» **Tasks to complete**:
(a) According to the pull request description, how many --out-spec arguments does the CLI now require?
(b) Rewrite the pull request description, starting with "Multi-output model support and" and going on through "a new dimension.", changing "WriterWorker" to "OutputWriter".

» **Excerpt provided**:
* start *
Skip to content

Feat multi decoder segmenter#19

Open
camilolaiton wants to merge 11 commits into
mainfrom
feat-multi-decoder-segmenter
Open

Feat multi decoder segmenter#19
camilolaiton wants to merge 11 commits into
mainfrom
feat-multi-decoder-segmenter

Conversation

@camilolaiton

Copy link
Copy Markdown
Collaborator

This pull request introduces multi-output model support to the inference pipeline, allowing models to return multiple outputs (e.g., via multiple decoders) and writing each output to a separate store. It also adds a new SharedEncoderModel class for shared-encoder/multi-decoder architectures, updates the worker and runner logic to handle multi-output models, and improves normalization and memory handling for more robust and efficient inference.

Multi-output model support and pipeline changes:

  • Updated the pipeline (run.py, workers.py) to support models that return multiple outputs (shape (B, N, Z, Y, X)), including changes to accept a list of output stores and to spawn a writer worker per output channel. The CLI now requires one --out-spec per output channel.

  • WriterWorker now supports both single- and multi-output models, managing a list of accumulators and writing to multiple output stores as needed.

Model architecture and utilities:

  • Added SharedEncoderModel to models.py for architectures with a shared encoder and multiple independent decoders, stacking outputs along a new dimension.

Inference configuration and normalization:

  • Added output_denormalize option to InferenceConfig to control whether outputs are inverse-normalized before writing, supporting models that output values in a different space than the input.

  • Improved normalization logic to clip to percentile bounds before normalizing.

Robustness and documentation:

  • Improved memory handling for device-to-host transfers, ensuring pinned memory buffers match the actual model output shape and dtype.

  • Added or clarified module-level docstrings for better documentation and maintainability.

New utility functions:

  • Added load_json utility in examples/example_utils/utils.py for loading JSON files from local paths or S3, with error handling.

@camilolaiton camilolaiton requested a review from carshadi June 10, 2026 21:35

@carshadi carshadi left a comment

Copy link
Copy Markdown
Member

Choose a reason for hiding this comment

The reason will be displayed to describe this comment to others. Learn more.
* end *
» **Material supplied**:
* start *
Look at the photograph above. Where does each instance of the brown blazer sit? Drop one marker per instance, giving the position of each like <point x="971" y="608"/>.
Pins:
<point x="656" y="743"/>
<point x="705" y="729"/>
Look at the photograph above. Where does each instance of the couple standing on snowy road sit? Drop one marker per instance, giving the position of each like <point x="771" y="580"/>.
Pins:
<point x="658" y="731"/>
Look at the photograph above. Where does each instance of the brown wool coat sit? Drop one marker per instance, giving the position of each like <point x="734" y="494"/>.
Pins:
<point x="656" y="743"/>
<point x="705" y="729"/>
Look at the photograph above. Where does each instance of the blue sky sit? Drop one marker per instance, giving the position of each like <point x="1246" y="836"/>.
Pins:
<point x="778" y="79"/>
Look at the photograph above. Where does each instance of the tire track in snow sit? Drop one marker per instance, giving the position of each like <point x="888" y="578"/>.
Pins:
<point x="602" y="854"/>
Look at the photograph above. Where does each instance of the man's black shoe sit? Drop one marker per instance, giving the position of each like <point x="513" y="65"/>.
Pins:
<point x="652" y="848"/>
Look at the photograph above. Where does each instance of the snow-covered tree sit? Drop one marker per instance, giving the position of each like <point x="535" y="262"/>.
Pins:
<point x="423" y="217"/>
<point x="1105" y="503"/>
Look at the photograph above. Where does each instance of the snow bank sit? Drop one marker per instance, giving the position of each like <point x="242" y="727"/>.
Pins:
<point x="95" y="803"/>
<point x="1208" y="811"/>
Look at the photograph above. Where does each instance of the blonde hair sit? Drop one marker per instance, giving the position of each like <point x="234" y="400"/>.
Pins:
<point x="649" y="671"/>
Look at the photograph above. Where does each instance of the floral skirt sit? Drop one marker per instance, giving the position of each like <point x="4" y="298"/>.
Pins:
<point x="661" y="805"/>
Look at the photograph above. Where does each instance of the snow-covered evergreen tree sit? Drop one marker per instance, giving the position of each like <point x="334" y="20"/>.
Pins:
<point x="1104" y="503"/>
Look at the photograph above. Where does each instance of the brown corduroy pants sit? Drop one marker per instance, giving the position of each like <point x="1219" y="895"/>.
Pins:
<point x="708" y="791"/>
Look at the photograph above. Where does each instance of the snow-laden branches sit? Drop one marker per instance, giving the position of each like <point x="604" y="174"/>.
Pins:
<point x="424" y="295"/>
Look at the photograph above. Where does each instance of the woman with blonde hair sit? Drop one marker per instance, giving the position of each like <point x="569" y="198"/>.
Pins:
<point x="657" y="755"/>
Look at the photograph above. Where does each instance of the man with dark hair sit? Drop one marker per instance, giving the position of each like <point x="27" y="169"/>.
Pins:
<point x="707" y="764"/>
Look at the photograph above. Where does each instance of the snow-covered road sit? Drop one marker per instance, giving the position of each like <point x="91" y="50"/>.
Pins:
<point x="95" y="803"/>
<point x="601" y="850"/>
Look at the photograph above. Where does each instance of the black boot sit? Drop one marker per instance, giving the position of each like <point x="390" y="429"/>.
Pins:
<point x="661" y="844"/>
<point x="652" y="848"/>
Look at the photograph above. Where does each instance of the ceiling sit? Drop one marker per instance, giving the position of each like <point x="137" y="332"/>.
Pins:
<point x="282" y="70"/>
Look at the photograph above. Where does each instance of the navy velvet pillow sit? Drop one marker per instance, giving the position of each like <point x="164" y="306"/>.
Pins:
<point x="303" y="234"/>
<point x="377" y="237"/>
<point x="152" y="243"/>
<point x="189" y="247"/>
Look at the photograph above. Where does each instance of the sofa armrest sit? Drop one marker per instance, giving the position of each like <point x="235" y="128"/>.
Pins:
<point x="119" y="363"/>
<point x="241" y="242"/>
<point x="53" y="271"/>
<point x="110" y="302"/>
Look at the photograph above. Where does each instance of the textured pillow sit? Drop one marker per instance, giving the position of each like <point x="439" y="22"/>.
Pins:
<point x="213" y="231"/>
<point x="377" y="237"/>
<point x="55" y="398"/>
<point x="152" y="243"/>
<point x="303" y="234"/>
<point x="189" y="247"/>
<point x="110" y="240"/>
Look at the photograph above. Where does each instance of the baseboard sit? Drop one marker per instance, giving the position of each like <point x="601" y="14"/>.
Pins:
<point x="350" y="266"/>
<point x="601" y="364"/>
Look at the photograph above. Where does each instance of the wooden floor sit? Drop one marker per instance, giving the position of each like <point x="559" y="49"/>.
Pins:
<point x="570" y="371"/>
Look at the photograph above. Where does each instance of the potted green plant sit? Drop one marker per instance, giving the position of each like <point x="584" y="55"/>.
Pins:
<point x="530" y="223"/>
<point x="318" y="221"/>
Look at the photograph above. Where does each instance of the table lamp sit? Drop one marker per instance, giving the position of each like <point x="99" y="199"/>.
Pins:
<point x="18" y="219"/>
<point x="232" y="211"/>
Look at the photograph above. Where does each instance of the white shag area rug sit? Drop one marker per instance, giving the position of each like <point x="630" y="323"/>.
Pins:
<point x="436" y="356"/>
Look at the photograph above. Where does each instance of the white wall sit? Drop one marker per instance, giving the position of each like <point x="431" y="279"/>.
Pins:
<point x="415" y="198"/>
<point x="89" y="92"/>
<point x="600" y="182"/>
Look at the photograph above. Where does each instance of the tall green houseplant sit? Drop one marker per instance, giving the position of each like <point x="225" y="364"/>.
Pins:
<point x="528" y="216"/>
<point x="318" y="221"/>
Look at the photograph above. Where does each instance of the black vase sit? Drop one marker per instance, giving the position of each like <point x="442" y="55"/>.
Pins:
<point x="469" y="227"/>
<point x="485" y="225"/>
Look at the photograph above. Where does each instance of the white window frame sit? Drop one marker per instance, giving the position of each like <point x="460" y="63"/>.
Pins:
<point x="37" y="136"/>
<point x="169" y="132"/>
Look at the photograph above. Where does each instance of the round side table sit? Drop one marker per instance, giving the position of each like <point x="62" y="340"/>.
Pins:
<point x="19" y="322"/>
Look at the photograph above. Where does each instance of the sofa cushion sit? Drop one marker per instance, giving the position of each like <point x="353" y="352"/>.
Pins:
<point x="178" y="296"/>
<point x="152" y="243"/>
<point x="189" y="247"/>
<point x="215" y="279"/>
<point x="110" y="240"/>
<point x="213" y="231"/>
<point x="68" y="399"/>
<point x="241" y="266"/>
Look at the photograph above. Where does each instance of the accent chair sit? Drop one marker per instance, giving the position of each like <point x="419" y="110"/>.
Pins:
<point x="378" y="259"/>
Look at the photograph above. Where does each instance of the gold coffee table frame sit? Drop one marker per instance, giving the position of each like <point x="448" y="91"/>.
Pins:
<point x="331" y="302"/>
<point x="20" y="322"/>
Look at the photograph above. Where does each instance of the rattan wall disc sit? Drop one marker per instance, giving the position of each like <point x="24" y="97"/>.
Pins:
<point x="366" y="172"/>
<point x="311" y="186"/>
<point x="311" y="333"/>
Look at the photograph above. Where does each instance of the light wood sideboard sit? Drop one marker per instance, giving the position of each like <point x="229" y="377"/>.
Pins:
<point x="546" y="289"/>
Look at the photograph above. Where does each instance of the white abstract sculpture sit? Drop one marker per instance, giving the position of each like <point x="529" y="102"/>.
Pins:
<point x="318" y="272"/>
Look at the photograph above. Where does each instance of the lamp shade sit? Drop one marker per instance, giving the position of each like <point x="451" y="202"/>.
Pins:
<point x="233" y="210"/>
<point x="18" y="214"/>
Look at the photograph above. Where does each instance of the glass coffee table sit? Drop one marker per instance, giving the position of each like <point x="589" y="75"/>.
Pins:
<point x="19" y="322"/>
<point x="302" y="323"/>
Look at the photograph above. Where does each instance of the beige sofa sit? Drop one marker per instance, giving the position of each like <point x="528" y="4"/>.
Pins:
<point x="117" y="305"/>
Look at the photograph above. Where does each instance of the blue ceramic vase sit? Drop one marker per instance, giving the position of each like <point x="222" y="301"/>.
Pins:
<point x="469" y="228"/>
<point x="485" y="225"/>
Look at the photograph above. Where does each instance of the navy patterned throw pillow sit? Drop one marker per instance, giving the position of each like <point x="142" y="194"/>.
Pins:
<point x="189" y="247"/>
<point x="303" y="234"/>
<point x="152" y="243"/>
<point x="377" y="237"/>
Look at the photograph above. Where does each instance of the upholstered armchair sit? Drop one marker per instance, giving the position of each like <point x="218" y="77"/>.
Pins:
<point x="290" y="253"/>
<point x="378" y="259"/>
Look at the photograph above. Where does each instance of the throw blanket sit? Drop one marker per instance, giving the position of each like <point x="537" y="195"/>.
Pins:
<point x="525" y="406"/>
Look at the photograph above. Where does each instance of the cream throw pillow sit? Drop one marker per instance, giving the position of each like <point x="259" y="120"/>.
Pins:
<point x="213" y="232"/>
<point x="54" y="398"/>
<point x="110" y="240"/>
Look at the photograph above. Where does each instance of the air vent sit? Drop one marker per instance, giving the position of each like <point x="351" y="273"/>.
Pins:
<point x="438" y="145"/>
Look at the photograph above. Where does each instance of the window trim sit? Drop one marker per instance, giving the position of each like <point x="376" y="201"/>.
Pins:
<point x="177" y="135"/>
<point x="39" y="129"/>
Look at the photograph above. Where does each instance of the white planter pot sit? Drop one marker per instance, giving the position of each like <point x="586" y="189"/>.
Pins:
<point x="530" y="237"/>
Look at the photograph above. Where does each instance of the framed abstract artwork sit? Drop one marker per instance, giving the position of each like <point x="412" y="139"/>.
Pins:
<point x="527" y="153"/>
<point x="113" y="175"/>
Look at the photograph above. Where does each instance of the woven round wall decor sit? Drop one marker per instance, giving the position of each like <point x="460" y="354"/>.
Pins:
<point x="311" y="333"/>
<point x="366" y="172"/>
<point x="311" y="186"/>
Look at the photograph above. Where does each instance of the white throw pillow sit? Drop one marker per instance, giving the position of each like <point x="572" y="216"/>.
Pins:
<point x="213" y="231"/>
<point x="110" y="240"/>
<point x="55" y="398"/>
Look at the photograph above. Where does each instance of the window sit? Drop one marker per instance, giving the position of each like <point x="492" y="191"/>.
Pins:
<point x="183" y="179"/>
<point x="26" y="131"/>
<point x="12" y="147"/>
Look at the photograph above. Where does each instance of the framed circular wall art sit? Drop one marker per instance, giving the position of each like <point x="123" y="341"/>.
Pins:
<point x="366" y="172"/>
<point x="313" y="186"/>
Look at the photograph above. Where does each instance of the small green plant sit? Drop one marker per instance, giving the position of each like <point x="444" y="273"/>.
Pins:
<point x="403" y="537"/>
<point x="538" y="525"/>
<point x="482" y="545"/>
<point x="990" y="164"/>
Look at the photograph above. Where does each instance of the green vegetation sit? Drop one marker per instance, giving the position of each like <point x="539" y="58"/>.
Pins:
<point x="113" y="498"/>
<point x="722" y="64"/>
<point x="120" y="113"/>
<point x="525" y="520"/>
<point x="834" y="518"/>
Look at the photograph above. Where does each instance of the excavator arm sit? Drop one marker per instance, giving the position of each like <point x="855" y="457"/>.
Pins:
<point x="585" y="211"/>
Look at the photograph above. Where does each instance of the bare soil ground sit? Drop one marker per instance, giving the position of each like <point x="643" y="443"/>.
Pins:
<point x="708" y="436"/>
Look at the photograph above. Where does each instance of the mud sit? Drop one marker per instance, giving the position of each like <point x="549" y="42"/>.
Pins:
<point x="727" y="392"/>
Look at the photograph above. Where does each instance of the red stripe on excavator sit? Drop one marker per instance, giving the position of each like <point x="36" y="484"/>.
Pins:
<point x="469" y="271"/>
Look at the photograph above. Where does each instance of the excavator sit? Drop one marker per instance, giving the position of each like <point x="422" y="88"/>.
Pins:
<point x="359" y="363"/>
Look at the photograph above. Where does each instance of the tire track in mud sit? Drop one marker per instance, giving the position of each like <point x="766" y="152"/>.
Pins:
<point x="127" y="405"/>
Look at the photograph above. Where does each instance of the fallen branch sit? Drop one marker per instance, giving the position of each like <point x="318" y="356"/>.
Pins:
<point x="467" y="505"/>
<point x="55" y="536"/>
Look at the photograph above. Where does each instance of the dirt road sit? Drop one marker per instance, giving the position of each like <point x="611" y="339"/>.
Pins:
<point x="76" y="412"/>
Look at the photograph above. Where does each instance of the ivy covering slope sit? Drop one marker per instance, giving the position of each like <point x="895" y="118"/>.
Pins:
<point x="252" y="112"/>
* end *
» **Exercise solutions**:
(a) One --out-spec per output channel.

(b)
Multi-output model support and pipeline changes:

  • Updated the pipeline (run.py, workers.py) to support models that return multiple outputs (shape (B, N, Z, Y, X)), including changes to accept a list of output stores and to spawn a writer worker per output channel. The CLI now requires one --out-spec per output channel.

  • OutputWriter now supports both single- and multi-output models, managing a list of accumulators and writing to multiple output stores as needed.

Model architecture and utilities:

  • Added SharedEncoderModel to models.py for architectures with a shared encoder and multiple independent decoders, stacking outputs along a new dimension.